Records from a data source
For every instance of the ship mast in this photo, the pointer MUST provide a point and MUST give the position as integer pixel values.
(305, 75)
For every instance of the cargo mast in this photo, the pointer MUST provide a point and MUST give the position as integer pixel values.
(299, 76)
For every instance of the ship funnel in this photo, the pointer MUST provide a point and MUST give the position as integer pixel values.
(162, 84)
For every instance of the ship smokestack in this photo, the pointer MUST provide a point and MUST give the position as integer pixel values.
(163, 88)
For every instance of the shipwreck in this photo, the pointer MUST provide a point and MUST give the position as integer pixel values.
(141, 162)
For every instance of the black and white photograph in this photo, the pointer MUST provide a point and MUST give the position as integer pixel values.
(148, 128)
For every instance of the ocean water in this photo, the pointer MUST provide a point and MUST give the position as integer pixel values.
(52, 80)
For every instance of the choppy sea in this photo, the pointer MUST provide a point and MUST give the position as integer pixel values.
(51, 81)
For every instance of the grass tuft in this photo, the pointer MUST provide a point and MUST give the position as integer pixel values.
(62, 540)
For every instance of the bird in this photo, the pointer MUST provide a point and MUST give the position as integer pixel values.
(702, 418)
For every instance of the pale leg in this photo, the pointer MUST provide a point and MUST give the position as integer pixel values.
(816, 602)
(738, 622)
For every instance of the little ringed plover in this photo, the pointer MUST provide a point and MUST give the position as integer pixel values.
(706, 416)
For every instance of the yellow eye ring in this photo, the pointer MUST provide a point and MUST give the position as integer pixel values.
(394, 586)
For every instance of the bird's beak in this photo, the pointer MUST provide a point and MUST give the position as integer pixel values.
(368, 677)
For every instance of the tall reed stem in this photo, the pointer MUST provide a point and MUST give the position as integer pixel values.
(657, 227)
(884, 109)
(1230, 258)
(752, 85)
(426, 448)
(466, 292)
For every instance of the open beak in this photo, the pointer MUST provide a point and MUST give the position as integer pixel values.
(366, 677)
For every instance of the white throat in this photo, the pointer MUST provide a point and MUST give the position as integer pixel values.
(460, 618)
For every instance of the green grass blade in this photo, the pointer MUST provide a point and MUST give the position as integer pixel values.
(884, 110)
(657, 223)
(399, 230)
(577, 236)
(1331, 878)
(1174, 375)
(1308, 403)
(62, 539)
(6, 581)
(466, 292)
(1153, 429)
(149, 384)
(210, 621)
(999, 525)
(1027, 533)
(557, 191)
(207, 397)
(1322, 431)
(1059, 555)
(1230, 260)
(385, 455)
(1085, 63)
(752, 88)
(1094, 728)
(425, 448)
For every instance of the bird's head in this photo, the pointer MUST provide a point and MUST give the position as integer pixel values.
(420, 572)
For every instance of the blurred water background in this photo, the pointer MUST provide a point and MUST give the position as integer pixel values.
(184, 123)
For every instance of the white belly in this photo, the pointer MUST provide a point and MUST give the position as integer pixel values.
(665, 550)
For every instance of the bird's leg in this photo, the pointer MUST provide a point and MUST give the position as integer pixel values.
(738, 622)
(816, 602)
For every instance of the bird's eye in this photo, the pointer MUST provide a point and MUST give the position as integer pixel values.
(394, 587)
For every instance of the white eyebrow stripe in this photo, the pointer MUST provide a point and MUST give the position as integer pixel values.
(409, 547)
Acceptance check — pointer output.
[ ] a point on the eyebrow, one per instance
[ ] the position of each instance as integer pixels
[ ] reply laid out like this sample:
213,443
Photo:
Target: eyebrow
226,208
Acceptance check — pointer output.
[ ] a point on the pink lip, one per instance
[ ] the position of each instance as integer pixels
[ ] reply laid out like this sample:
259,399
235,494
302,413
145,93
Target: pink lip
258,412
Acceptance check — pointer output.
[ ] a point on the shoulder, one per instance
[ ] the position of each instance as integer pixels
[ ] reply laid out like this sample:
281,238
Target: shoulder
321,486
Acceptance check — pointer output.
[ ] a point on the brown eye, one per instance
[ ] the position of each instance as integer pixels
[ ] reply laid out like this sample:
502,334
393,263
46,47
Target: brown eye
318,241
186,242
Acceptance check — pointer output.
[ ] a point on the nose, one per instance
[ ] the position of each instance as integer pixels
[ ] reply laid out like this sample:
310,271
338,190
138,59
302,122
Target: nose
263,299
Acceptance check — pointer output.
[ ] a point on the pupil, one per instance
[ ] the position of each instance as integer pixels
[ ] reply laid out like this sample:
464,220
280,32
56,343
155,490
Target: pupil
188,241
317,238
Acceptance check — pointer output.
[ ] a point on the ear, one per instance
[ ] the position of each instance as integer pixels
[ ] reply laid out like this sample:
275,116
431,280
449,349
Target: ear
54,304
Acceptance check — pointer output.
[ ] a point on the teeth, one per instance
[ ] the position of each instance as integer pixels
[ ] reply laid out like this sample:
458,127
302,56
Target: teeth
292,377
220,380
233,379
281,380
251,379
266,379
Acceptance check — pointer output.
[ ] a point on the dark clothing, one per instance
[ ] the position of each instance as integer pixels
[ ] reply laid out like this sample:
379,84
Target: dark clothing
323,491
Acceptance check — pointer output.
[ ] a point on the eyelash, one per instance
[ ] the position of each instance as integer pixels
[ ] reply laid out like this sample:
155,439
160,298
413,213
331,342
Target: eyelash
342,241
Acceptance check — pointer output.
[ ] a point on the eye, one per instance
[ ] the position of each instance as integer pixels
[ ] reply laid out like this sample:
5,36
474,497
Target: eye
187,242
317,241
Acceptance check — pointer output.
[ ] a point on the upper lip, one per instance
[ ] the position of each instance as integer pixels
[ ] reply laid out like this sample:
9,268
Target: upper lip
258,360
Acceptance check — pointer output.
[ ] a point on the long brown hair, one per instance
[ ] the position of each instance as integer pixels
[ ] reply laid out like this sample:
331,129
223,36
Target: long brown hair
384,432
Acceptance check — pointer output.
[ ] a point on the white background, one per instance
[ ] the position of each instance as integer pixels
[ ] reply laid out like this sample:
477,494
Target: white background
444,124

▸ **Aim of the exercise**
All records are to be written out exactly.

▸ **Answer space**
For every instance of the ship mast in this photo, the pointer MUST provide a point and MUST give the position as integer pixel values.
(305, 75)
For every instance of the cargo mast in this photo, the pointer MUST provide a point and MUST give the position as integer pixel values.
(299, 76)
For every instance of the ship funnel in this photo, the pointer MUST provide a point and MUST give the position as integer pixel values.
(162, 84)
For every instance of the ship smokestack in this photo, the pointer MUST provide a point and MUST give the position as integer pixel values.
(163, 88)
For every instance of the shipwreck in this photo, the pointer MUST provide a point and MUST give the position as integer pixel values.
(141, 162)
For every instance of the black and white photograph in this photo, the pointer MUST provide a point and MUST give the position as integer pixel values.
(148, 128)
For every instance of the ocean water in this photo, the pointer MUST provide a point and MUST give the position as integer pixel values.
(52, 80)
For every instance of the choppy sea in this photo, the pointer MUST provide a point and MUST give the position as integer pixel values.
(51, 81)
For every instance of the grass tuft in this photo, the pointer MUST provide a point and MUST give the position as integer pixel values.
(62, 540)
For every instance of the bird in this photo, the pointer MUST provide a point and MUST give the position as integer pixel values.
(702, 418)
For every instance of the pale leg in this photo, the pointer MUST provide a point and MUST give the position as integer pixel values.
(816, 602)
(738, 622)
For every instance of the little ringed plover in this photo, the pointer MUST provide a point and MUST give the position as integer pixel values.
(706, 416)
For every instance of the yellow eye ring in this photo, the pointer MUST provide a point and MUST give the position as integer pixel values.
(394, 586)
For every instance of the bird's beak in this photo, the pointer MUST provide a point and MUST give the position as integer pixel values.
(368, 677)
For every instance of the tall reed stem in this photo, the pointer MUST provide a point and MUST give the position as integer pixel values.
(657, 227)
(884, 109)
(1230, 258)
(752, 85)
(426, 448)
(466, 292)
For every instance of the open beak in this photo, the pointer MUST provide a point and MUST give the position as integer pixel values.
(366, 677)
For every instance of the white throat in this photo, the pointer MUST provide a point and MUST give the position as integer pixel values.
(460, 618)
For every instance of the green grass blade in this photo, the pointer MUST provide a point and MUST give the position as integer pixel values.
(884, 110)
(657, 223)
(399, 230)
(577, 236)
(1331, 878)
(1174, 375)
(1308, 403)
(62, 539)
(6, 581)
(466, 292)
(1153, 429)
(149, 384)
(210, 621)
(999, 525)
(1027, 533)
(557, 191)
(207, 397)
(1322, 431)
(1059, 555)
(1230, 260)
(385, 455)
(1085, 63)
(752, 88)
(1094, 728)
(425, 448)
For every instance of the bird's head in this photo, the pointer MUST provide a point and MUST give the position as integer pixel values.
(420, 572)
For every instance of the blurred water background in this photo, the pointer MUST provide a point and MUST give the position as integer pixel values.
(184, 123)
For every instance of the white belly in this photo, the pointer MUST provide a point and MUST give the position as integer pixel values.
(665, 550)
For every instance of the bird's leg in this photo, the pointer MUST provide a point and MUST give the position as integer pixel values.
(738, 622)
(816, 602)
For every instance of the bird's eye in this photo, the pointer MUST provide a point and MUST give the position as integer pixel values.
(394, 587)
For every instance of the white eyebrow stripe in this photo, the pointer MUST provide a point and MUST give the position as integer pixel values.
(409, 547)
Acceptance check — pointer output.
[ ] a point on the eyebrow, one per instance
[ ] the position of each instance as integer pixels
[ ] reply laid out like this sample:
213,443
Photo:
Target: eyebrow
226,208
Acceptance check — pointer output.
[ ] a point on the pink lip, one per instance
[ ] the position of each instance as integer pixels
[ ] reply laid out like this sample:
259,399
235,494
302,413
145,93
Target: pink lip
258,412
Acceptance check — pointer output.
[ ] a point on the shoulder, one per instance
[ ] the position of each instance as integer pixels
[ ] reply laid out like this sample:
281,238
Target: shoulder
321,486
Acceptance check — pointer output.
[ ] a point on the brown eye, one per instance
[ ] the position of each instance as integer pixels
[ ] reply laid out like this sample:
502,334
393,263
46,47
Target: brown eye
318,241
186,242
Acceptance check — pointer output.
[ ] a point on the nose, one per instance
[ ] the position of each instance as integer pixels
[ ] reply laid out like this sample:
310,271
338,190
138,59
302,122
Target: nose
263,299
Acceptance check — pointer output.
[ ] a point on the pupil, one per instance
[ ] the position of each instance as integer pixels
[ ] reply laid out like this sample:
464,220
280,32
56,343
155,490
Target: pupil
188,241
317,238
Acceptance check — pointer output.
[ ] a point on the ear, one per instance
[ ] the position of each instance as integer pixels
[ ] reply laid out like this sample:
275,116
431,280
449,349
Target: ear
54,304
Acceptance check — pointer output.
[ ] a point on the teeth, one per instance
[ ] the position of each instance as integer pixels
[ ] reply laid out like this sample:
458,127
302,56
Target: teeth
292,377
220,380
233,379
281,380
251,379
266,379
Acceptance check — pointer output.
[ ] a point on the dark clothing, one per instance
[ ] the position of each instance as integer pixels
[ ] reply laid out like this sample:
379,84
Target: dark clothing
323,491
Acceptance check — pointer output.
[ ] a point on the eyelash, one per instance
[ ] the position of each instance as integer pixels
[ ] reply laid out like this sample:
155,439
160,298
413,213
331,342
Target: eyelash
342,241
Acceptance check — pointer output.
[ ] a point on the eye, one per instance
[ ] the position of each instance as integer pixels
[ ] reply laid out like this sample:
5,36
474,497
Target: eye
187,242
317,241
Acceptance check — pointer output.
[ ] a point on the upper lip, one per instance
[ ] the position of each instance as integer pixels
[ ] reply laid out like this sample:
9,268
Target: upper lip
258,360
Acceptance check — pointer output.
[ ] a point on the long brown hair, one per instance
[ ] the position of each instance as integer pixels
[ ] reply laid out like this sample:
331,129
223,36
Target: long brown hair
384,432
Acceptance check — pointer output.
[ ] a point on the white background, one per instance
[ ] the position of each instance as integer pixels
[ ] reply laid out like this sample:
477,494
Target: white background
444,124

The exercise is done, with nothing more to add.